● To do: Please convert the lines of the entries below into a Markdown table with the columns "Row" and "Entry line," numbering each row and leaving out blank lines.

● Data listing:
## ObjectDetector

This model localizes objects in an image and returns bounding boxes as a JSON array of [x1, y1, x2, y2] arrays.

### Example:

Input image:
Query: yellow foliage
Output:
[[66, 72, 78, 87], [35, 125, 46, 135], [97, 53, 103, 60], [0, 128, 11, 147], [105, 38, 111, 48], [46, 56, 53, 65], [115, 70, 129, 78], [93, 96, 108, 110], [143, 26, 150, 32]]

● Worked answer:
| Row | Entry line |
|---|---|
| 1 | ## ObjectDetector |
| 2 | This model localizes objects in an image and returns bounding boxes as a JSON array of [x1, y1, x2, y2] arrays. |
| 3 | ### Example: |
| 4 | Input image: |
| 5 | Query: yellow foliage |
| 6 | Output: |
| 7 | [[66, 72, 78, 87], [35, 125, 46, 135], [97, 53, 103, 60], [0, 128, 11, 147], [105, 38, 111, 48], [46, 56, 53, 65], [115, 70, 129, 78], [93, 96, 108, 110], [143, 26, 150, 32]] |